> _Direction_: According to the concluding chapter on installation art, what is the great failing of Bürger's Theory of the Avant-Garde?

6. CONCLUSION solving the problem
I wanted to make this book critical, but not pessimistic. Accordingly, I have been searching for art that actually achieves the core goals of deconstructive art spelt out by Peter Bürger (1984) and reinforced by recent texts such as Bourriaud’s Relational Aesthetics (2002) and Bishop’s critical history of installation art (2005). The great failing of Bürger’s Theory of the Avant-Garde is its relentless pessimism. Strip away the pessimism and one has an outstanding aesthetic analysis. Whereas Bürger focuses his attention of the problems confronting the deconstructive art project the purpose of this concluding chapter is to point to solutions. But before so doing I will summarise some of the key points that have been made in the book.
The survey of contemporary installation art in this book has revealed that contemporary fine art is not especially well equipped to attain the most difficult and enduring ethico-aesthetic goals of the deconstructive project: interaction with the viewer and with everyday life. It has been shown that there are two main tactics whereby contemporary installation art strives for interactivity: first, the ‘writerly’ text, the nonlinear narrative that offers the viewer an intellectual puzzle through which he or she can admire the ingenuity of the artist-individual; second, the immersive, sensuous installation. Immersive installations such as Janssens’ mist installations and Eliasson’s The Weather Project not only provide the viewer with spectacular visual immersive experiences but, equally importantly, they undermine the maximum security of the gallery/museum regime. The same can be said for John Bock’s construction of a labyrinthine gallery within a gallery for Klutterkammer at ICA. But installations that immerse to the point of overcoming the panoptic regime of the art museum are rare.
Most fine art installation takes the form of the nonlinear narrative text composed of objects arranged in a gallery that the viewer is expected to piece together. The relationship of this strategy to the history of fine art become apparent if we understand such installations as three-dimensional pictorial projections that create ‘a picture that one can walk into’. But, of course, this is a modernist/postmodernist picture and so it is never a straightforward narrative (a Renaissance-like window on the world) it is always nonlinear (post-Cubist) picture that one walks into.
Then there are the very exceptional instances when fine artists try to attain a more direct interaction with the viewer, one that is participatory rather than spectatorial. The instances I cited include Angela Bulloch’s beanbag chill-out zones and Rirkrit Tiravanija’s convivial gatherings. But it was argued that even these instances are examples of deconstructive creative games that the artist plays. In spite of a more ‘embodied’ involvement, the viewer remains in the role of someone who understands and admires the ingenuity of the artist. Fundamental to both Bulloch’s bean bag works and Tiravanija’s ‘convivial’ gatherings (Bourriaud 2002) is the game of deconstructing the sanctum of the gallery, and that game is reserved for those who have been awarded the status of fine artist. The viewers remain outsiders even when dining with Tiravanija. One can compare Bulloch and Tiravanija’s ‘transgressive’ tactics with playful assaults on the fabric of the art gallery such as Richard Wilson’s Water Table, 1994, for which he dug a large hole in the floor of Matt’s Gallery in London, or Elmgreen and Dragset’s Spaced Out/Powerless Structures, 2003, when they dismantled the walls of the Portikus gallery in Frankfurt (Portikus 2003).

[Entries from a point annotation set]
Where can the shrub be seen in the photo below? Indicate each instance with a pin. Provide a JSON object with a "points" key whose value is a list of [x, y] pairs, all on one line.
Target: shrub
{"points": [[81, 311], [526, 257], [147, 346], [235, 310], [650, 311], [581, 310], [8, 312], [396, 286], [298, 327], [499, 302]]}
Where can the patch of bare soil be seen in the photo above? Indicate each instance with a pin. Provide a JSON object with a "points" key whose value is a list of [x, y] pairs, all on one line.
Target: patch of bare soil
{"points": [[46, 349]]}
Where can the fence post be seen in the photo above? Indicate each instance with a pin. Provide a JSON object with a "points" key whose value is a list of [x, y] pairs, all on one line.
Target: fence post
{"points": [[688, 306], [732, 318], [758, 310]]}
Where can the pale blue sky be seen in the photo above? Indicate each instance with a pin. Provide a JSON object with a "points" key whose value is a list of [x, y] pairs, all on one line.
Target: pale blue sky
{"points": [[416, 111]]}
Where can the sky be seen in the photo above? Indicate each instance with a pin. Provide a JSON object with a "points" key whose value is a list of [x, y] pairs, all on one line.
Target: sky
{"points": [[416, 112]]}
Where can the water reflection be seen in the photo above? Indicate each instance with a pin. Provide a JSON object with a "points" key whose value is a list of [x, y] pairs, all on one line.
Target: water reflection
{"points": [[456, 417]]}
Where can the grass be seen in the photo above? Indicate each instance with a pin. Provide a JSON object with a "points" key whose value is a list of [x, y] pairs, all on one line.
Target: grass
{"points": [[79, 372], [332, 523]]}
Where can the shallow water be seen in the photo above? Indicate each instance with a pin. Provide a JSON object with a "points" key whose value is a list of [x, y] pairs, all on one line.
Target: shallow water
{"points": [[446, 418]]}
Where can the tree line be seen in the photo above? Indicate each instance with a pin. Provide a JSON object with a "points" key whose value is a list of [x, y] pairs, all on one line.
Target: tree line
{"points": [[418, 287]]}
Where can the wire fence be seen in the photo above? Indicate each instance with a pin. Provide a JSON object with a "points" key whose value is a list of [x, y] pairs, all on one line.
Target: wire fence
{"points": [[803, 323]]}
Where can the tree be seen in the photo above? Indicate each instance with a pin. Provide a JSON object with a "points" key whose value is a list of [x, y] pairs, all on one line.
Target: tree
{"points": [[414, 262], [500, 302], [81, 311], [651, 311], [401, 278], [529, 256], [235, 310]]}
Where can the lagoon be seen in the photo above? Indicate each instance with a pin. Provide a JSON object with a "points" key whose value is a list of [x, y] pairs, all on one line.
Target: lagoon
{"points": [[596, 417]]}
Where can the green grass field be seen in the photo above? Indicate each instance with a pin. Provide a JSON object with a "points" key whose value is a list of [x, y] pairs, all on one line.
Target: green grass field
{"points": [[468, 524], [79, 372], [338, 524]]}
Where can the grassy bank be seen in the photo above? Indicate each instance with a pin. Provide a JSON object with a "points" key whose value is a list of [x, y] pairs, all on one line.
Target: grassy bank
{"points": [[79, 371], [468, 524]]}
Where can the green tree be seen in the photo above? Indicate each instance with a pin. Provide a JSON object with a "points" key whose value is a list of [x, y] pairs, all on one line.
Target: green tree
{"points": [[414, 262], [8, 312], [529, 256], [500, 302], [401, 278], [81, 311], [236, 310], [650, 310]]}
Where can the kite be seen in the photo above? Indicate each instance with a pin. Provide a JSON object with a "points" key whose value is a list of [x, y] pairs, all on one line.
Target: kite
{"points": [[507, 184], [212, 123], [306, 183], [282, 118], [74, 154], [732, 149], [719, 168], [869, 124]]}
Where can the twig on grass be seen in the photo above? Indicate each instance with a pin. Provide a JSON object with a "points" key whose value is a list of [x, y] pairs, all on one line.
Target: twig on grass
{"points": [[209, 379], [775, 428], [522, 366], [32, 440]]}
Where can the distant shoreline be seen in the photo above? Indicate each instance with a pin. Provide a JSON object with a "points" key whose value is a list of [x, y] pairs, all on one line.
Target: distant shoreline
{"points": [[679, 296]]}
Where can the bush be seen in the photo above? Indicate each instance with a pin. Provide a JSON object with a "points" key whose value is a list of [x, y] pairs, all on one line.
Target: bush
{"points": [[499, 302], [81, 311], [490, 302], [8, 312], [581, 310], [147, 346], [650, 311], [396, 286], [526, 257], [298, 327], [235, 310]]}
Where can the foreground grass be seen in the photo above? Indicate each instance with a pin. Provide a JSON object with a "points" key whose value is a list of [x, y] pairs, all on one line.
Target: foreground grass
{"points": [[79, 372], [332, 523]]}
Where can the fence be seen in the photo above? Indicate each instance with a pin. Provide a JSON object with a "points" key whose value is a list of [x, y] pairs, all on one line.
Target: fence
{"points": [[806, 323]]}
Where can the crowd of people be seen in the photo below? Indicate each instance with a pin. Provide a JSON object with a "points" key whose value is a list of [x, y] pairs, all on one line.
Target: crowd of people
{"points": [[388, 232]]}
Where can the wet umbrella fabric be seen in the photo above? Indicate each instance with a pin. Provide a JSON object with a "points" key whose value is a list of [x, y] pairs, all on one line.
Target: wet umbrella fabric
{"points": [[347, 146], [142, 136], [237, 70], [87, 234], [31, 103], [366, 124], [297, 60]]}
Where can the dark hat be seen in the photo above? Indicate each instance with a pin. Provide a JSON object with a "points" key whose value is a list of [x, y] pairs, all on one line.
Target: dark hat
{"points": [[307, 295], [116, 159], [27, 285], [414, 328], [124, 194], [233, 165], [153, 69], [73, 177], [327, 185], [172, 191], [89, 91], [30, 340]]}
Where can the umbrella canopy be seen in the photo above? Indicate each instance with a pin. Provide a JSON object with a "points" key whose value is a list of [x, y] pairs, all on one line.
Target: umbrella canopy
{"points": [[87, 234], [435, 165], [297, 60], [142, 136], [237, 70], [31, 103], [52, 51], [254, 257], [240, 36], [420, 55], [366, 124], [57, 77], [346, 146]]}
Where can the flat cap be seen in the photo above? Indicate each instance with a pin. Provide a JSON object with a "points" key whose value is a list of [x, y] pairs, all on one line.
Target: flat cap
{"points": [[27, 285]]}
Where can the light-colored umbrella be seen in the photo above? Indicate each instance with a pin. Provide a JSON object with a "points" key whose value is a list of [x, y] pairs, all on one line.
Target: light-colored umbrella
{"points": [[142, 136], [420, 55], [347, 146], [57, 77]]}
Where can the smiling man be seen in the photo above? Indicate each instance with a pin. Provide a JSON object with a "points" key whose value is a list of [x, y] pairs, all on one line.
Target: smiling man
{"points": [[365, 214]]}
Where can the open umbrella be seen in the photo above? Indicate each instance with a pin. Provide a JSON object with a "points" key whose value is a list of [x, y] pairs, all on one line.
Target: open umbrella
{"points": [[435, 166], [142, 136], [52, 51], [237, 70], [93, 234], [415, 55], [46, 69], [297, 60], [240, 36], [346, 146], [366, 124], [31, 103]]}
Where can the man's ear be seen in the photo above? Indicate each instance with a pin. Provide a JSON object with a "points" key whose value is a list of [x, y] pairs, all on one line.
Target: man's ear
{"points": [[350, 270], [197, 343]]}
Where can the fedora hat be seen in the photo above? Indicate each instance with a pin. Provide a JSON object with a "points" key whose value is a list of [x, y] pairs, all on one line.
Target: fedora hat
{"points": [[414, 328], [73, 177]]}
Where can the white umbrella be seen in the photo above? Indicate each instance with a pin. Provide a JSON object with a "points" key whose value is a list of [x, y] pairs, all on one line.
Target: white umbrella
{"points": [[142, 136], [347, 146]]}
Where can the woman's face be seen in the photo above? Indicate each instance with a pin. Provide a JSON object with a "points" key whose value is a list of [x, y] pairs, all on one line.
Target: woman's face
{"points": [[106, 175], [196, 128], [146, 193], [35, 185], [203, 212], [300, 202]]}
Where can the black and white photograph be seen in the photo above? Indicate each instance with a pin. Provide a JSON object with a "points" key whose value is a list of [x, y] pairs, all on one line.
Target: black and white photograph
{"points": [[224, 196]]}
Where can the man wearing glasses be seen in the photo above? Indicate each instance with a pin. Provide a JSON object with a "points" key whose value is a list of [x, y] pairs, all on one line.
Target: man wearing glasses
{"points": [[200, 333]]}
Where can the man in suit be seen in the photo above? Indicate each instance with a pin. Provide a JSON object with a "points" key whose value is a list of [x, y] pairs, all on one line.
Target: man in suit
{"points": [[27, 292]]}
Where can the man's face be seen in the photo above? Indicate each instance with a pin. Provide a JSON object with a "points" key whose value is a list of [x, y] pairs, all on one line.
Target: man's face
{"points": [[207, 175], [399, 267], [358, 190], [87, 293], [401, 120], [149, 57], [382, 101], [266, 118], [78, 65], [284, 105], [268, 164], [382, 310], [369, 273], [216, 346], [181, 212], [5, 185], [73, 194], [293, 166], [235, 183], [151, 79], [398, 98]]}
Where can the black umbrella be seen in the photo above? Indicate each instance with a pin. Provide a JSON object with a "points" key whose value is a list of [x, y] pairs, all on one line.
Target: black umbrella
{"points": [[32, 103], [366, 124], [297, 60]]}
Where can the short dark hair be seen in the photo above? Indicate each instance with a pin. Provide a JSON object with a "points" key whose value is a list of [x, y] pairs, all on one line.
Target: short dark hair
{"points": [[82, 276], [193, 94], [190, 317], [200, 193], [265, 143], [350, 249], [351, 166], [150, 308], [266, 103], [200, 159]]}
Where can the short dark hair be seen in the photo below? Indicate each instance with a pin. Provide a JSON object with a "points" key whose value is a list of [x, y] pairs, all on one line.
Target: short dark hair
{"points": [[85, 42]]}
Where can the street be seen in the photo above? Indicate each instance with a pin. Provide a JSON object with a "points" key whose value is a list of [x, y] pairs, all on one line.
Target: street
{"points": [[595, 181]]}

> _Correct answer_: Its relentless pessimism.